• _AIM OF THE TASK_
Set down verbatim the lines of the listing below, starting at the line that contains "of the cockpit" and ending at the line that contains "Query: cockpit side window", with both of those lines included.

□ □ □ □ □

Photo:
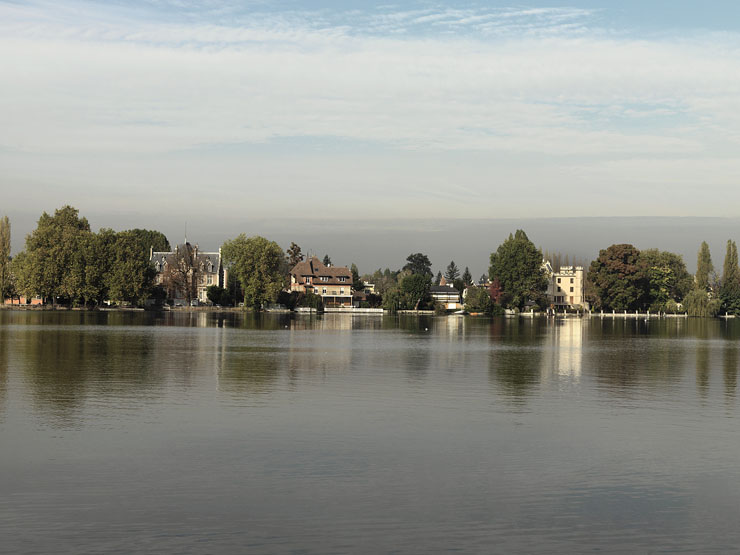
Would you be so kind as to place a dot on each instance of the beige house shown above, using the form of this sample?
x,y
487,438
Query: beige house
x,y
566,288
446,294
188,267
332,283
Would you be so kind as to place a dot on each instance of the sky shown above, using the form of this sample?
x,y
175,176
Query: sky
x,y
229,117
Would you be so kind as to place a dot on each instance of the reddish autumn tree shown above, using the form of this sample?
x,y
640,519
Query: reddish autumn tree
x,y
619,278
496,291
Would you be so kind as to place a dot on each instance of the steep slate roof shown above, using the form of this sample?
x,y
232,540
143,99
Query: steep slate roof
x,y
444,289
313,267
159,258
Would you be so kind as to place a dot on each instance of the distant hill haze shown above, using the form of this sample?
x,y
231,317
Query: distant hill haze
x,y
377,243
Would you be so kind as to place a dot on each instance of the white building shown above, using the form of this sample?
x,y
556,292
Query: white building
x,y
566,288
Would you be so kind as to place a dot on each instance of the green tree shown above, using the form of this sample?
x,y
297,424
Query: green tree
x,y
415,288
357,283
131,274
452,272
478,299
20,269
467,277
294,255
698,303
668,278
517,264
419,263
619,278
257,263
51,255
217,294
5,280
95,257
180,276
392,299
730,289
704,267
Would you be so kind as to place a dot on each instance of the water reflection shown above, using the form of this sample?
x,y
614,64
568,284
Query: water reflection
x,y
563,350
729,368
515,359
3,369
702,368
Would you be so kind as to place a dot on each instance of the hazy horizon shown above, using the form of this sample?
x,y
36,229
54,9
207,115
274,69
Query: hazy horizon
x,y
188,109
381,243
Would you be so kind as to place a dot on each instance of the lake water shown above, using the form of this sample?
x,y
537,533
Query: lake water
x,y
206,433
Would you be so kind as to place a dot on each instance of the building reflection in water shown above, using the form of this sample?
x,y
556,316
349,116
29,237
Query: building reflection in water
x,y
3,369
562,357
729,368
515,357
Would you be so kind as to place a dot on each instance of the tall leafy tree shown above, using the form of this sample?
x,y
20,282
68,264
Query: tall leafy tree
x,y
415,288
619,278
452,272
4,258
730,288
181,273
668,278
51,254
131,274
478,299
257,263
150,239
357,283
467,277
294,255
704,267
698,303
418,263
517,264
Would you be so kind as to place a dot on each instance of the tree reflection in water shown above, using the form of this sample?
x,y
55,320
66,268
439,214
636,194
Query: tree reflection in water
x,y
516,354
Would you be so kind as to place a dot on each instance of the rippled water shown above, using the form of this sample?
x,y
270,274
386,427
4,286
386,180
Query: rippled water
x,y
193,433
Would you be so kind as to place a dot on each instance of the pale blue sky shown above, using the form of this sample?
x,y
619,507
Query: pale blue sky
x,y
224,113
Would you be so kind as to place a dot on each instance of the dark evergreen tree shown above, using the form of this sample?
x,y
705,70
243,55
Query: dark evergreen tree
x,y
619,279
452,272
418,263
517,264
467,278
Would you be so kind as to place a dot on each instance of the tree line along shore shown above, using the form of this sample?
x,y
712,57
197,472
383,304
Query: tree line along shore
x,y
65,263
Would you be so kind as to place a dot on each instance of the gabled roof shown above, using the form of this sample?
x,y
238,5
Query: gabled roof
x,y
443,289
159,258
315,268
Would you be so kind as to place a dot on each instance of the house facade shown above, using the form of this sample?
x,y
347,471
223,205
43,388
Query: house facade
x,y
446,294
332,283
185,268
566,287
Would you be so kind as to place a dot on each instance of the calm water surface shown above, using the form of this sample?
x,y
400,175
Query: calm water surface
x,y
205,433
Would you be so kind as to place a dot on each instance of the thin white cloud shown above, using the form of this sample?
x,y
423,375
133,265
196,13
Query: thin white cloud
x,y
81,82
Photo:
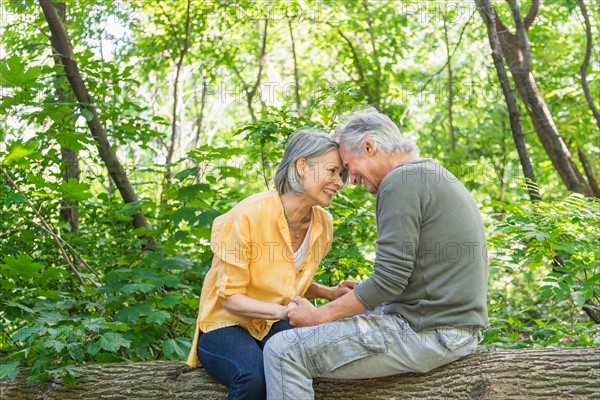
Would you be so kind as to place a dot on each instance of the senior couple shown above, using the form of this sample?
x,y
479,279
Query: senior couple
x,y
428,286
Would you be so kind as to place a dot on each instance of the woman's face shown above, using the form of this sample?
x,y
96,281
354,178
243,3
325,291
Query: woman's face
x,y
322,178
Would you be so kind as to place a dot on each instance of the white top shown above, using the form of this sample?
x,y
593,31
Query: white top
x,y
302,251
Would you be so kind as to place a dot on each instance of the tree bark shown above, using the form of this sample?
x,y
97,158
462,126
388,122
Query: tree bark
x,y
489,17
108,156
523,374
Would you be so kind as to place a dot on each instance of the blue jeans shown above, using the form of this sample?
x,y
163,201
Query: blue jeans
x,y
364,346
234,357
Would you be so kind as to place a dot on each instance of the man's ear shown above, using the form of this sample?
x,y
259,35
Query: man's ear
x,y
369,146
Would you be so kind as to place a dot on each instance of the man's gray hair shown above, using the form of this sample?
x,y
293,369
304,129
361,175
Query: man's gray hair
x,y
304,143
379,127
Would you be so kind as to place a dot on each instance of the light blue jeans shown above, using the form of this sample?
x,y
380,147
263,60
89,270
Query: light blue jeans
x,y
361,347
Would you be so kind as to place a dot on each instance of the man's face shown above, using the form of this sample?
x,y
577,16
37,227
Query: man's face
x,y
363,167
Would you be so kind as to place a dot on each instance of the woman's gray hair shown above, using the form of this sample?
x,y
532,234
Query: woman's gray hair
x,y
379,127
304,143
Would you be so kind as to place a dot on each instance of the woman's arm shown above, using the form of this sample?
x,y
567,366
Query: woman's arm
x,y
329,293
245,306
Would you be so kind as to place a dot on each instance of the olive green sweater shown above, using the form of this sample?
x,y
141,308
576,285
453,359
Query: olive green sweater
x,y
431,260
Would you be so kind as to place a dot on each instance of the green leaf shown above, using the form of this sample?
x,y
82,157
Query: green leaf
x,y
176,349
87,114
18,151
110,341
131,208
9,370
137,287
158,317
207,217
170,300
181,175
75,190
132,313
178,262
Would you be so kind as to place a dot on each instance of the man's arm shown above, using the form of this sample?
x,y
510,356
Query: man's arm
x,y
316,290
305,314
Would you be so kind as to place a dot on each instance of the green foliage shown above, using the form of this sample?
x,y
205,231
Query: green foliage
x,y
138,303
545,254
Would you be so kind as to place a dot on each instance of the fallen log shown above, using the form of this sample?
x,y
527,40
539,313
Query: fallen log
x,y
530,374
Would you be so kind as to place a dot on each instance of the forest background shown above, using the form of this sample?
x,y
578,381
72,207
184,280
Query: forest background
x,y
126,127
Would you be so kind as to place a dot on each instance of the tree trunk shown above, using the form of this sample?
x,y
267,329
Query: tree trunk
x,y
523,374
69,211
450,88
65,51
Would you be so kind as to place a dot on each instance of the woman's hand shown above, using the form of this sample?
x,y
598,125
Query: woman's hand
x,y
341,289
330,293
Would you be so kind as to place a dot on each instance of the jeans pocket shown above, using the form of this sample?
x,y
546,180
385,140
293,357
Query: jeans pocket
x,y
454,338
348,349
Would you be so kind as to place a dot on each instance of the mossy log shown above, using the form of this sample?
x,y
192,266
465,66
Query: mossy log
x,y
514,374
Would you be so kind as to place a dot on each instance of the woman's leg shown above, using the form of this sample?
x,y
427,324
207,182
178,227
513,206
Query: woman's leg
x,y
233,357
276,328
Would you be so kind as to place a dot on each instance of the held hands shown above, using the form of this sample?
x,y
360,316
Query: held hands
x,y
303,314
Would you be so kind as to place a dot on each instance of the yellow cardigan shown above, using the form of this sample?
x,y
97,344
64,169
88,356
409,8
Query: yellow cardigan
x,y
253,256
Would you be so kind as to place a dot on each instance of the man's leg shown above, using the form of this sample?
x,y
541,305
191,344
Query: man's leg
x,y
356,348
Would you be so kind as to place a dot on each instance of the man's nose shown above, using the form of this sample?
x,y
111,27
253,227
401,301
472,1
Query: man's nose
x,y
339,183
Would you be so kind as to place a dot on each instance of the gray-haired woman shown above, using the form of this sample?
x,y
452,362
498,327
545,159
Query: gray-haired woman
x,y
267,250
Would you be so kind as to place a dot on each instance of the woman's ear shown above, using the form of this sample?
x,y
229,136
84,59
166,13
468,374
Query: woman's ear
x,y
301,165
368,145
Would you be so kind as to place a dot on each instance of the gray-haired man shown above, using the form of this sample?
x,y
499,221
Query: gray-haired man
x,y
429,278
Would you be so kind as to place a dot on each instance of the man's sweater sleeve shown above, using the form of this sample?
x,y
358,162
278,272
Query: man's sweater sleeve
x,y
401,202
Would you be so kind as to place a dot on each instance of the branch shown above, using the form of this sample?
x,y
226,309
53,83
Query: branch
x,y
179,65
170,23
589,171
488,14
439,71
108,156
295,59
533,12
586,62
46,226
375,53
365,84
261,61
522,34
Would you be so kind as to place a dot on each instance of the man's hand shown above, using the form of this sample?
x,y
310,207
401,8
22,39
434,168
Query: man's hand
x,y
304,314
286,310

□ □ □ □ □

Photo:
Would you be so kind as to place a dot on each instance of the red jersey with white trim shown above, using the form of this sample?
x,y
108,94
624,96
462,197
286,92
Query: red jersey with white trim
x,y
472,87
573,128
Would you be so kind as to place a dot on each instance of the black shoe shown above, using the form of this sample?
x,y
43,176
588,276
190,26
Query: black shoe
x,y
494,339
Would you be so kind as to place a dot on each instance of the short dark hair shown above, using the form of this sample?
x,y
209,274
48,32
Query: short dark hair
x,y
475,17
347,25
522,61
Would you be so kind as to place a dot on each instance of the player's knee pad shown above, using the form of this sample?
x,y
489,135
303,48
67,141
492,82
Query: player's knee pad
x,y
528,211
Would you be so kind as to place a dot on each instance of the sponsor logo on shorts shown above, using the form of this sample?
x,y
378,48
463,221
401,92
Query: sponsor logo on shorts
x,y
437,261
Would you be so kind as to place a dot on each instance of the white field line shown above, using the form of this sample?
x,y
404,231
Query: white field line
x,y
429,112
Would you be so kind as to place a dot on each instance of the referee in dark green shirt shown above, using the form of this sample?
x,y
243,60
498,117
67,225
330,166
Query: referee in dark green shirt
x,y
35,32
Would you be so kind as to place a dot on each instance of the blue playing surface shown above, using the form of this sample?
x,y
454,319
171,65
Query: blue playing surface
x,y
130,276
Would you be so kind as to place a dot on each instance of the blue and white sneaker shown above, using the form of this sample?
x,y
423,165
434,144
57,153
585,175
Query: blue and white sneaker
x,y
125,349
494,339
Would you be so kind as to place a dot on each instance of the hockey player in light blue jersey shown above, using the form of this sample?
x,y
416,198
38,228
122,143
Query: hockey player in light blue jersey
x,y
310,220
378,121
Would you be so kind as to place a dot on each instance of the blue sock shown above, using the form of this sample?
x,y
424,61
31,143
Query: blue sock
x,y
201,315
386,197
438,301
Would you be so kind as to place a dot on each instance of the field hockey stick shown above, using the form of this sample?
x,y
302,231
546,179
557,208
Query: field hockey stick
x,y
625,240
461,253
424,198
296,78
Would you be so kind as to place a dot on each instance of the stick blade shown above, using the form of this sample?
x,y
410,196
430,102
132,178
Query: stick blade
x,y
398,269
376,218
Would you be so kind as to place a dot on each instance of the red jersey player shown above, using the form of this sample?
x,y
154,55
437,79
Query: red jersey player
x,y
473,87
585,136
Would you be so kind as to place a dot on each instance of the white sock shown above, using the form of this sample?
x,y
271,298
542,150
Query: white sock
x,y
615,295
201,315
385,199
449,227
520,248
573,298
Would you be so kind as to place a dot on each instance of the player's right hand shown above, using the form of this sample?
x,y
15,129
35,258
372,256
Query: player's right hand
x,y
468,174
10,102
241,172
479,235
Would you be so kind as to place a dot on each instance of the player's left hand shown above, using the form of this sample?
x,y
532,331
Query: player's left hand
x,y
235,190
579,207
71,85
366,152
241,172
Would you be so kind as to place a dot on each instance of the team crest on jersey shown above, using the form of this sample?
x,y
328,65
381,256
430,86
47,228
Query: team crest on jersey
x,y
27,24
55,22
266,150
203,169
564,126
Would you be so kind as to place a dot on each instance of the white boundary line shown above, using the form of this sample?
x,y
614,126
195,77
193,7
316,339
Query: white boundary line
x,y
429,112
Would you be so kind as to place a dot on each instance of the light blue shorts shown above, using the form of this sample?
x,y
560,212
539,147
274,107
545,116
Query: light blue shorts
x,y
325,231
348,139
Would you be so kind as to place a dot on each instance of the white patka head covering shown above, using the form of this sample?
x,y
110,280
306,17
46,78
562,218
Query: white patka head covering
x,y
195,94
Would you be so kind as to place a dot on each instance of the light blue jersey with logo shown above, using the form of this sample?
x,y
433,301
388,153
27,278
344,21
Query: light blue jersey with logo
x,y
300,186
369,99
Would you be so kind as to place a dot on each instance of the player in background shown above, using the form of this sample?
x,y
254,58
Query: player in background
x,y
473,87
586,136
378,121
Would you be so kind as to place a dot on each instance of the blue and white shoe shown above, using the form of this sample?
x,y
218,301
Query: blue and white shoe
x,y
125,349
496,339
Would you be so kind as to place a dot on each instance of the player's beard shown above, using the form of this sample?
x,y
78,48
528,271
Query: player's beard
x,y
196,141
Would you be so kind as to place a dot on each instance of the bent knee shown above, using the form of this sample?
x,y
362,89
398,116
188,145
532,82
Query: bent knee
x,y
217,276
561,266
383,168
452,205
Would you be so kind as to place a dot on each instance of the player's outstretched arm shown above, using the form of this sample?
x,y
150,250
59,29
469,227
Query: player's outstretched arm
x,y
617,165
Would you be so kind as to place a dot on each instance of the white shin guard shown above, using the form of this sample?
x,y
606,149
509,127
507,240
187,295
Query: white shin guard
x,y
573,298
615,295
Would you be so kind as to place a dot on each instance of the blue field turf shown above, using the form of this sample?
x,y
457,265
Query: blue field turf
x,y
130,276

□ □ □ □ □

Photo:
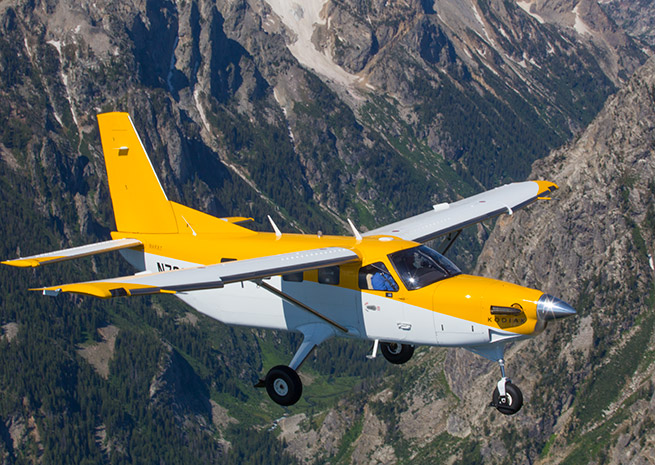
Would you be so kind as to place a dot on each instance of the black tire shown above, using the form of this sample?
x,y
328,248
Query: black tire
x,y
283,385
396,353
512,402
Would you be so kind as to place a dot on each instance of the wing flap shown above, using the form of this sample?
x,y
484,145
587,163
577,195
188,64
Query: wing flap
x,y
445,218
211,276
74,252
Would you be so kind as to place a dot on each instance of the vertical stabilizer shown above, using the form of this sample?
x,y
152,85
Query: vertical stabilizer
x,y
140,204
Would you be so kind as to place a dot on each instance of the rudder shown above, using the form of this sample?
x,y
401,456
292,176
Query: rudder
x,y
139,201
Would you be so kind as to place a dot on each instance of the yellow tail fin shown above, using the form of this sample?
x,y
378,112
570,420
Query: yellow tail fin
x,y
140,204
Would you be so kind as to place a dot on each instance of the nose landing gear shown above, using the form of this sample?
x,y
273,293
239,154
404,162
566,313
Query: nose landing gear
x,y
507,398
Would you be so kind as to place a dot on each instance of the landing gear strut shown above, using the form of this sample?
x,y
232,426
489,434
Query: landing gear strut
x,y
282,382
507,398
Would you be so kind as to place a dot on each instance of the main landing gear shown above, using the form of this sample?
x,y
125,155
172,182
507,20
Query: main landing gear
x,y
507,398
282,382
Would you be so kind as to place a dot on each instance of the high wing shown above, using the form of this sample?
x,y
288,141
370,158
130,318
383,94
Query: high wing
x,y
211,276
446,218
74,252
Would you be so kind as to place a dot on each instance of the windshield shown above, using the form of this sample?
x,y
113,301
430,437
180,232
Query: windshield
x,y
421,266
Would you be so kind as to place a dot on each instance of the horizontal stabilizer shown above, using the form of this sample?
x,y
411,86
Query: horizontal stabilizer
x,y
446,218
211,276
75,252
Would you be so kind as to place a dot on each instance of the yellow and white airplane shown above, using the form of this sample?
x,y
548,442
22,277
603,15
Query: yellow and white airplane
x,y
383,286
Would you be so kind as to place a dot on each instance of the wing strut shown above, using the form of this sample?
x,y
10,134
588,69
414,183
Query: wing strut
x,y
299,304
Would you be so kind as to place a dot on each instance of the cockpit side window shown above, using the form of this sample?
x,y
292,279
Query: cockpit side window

□ □ □ □ □

• _EXERCISE OUTPUT_
Would you be so kind as to place a dot on each instance of the cockpit side window shown above, using the form of this sample?
x,y
292,279
Query: cockpit side window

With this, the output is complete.